◆ Material for this task
= Beginning of Section =
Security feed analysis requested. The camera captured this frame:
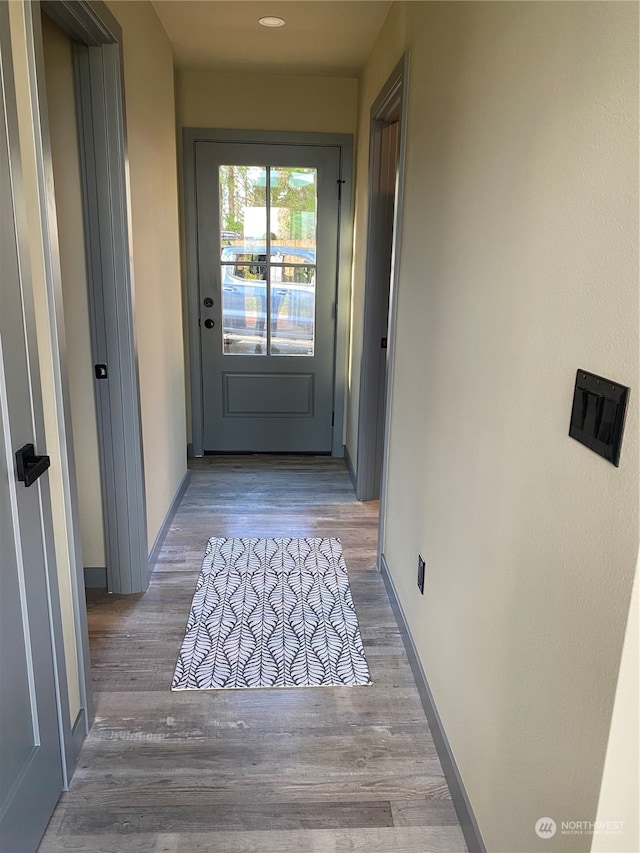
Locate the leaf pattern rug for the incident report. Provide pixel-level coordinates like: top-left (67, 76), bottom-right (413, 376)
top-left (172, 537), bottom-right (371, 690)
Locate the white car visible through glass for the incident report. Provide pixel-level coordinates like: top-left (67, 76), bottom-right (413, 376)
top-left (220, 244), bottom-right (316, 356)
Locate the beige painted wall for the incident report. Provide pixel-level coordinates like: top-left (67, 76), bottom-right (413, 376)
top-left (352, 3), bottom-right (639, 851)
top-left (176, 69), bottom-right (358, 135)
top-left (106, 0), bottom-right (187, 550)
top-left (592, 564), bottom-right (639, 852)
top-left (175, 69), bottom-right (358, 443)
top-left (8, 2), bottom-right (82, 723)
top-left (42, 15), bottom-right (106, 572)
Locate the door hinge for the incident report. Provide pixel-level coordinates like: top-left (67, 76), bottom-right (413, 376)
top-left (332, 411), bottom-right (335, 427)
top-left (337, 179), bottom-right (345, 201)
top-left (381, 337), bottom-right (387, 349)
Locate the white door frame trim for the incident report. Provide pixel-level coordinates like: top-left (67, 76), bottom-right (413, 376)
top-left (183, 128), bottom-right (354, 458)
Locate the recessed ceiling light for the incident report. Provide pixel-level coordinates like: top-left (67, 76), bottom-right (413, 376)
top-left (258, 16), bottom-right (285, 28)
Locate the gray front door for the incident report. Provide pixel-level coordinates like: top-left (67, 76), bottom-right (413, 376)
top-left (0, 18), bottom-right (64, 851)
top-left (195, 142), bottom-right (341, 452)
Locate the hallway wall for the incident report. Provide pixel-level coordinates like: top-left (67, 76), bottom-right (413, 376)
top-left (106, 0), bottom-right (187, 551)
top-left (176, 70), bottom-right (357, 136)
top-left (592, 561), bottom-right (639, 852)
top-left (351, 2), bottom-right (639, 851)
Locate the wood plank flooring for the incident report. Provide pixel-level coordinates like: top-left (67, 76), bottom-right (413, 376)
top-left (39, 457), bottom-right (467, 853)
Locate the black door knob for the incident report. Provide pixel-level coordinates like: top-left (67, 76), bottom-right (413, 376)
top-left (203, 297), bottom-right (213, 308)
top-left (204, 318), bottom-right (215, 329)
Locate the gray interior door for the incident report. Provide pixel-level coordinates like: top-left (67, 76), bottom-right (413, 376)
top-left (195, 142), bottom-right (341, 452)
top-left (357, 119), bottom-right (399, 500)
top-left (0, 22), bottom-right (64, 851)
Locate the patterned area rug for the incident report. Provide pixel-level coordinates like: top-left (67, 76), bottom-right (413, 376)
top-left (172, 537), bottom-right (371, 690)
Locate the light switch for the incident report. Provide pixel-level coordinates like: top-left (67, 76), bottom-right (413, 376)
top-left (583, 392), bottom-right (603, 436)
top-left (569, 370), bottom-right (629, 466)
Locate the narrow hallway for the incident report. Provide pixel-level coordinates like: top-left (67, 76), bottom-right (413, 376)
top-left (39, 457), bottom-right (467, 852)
= End of Section =
◆ Task brief
Output the material above exactly, without pictures.

◆ Expected answer
Security feed analysis requested. The camera captured this frame:
Locate the leaf pattern rug for the incident report. Provide pixel-level coordinates like: top-left (67, 76), bottom-right (413, 376)
top-left (172, 537), bottom-right (371, 690)
Locate the white car visible through glass for the incident report. Provide pixel-level coordinates like: top-left (67, 76), bottom-right (413, 376)
top-left (220, 244), bottom-right (316, 356)
Locate the beige painted wall for the incident report. Provide pixel-level coordinates like: top-left (67, 76), bottom-right (413, 376)
top-left (352, 3), bottom-right (639, 851)
top-left (176, 69), bottom-right (358, 135)
top-left (106, 0), bottom-right (187, 550)
top-left (592, 564), bottom-right (639, 852)
top-left (175, 69), bottom-right (358, 443)
top-left (8, 2), bottom-right (82, 723)
top-left (42, 15), bottom-right (106, 572)
Locate the door hinge for the incident report. Provide pixel-level coordinates like: top-left (67, 76), bottom-right (413, 376)
top-left (332, 411), bottom-right (335, 427)
top-left (337, 179), bottom-right (345, 201)
top-left (381, 337), bottom-right (387, 349)
Locate the white door frame trim for the incident report. Provide pixel-level coordinates like: top-left (67, 76), bottom-right (413, 376)
top-left (183, 128), bottom-right (354, 458)
Locate the recessed ceiling light for the incident report. Provide pixel-level coordinates like: top-left (67, 76), bottom-right (413, 376)
top-left (258, 16), bottom-right (285, 28)
Locate the gray front door for the incident report. Provide pixel-level coordinates like: top-left (67, 76), bottom-right (413, 376)
top-left (0, 18), bottom-right (64, 851)
top-left (195, 142), bottom-right (341, 452)
Locate the hallway wall for the incident report. Provide pixel-level coordinates like: top-left (67, 76), bottom-right (413, 376)
top-left (106, 0), bottom-right (187, 551)
top-left (176, 70), bottom-right (357, 136)
top-left (592, 561), bottom-right (639, 852)
top-left (351, 2), bottom-right (639, 851)
Locate the wood plank flooring for the incident report. Provide pixel-level coordinates like: top-left (67, 76), bottom-right (413, 376)
top-left (39, 457), bottom-right (467, 853)
Locate the black door knob for the incident report. Provide pixel-level coordinates like: top-left (67, 76), bottom-right (413, 376)
top-left (203, 297), bottom-right (213, 308)
top-left (204, 318), bottom-right (215, 329)
Locate the gray interior door for the incident report. Provide pixel-level coordinates like: top-left (67, 76), bottom-right (413, 376)
top-left (195, 142), bottom-right (341, 452)
top-left (357, 119), bottom-right (399, 500)
top-left (0, 22), bottom-right (64, 851)
Locate the patterned area rug for the incident report. Provide pixel-level coordinates like: top-left (67, 76), bottom-right (413, 376)
top-left (172, 537), bottom-right (371, 690)
Locate the light switch for the incident report. Provide pixel-level coordinates like: top-left (67, 76), bottom-right (413, 376)
top-left (583, 392), bottom-right (603, 436)
top-left (569, 370), bottom-right (629, 466)
Locate the narrow hallway for the incident report. Provide pixel-level coordinates like: top-left (67, 76), bottom-right (413, 376)
top-left (39, 457), bottom-right (467, 852)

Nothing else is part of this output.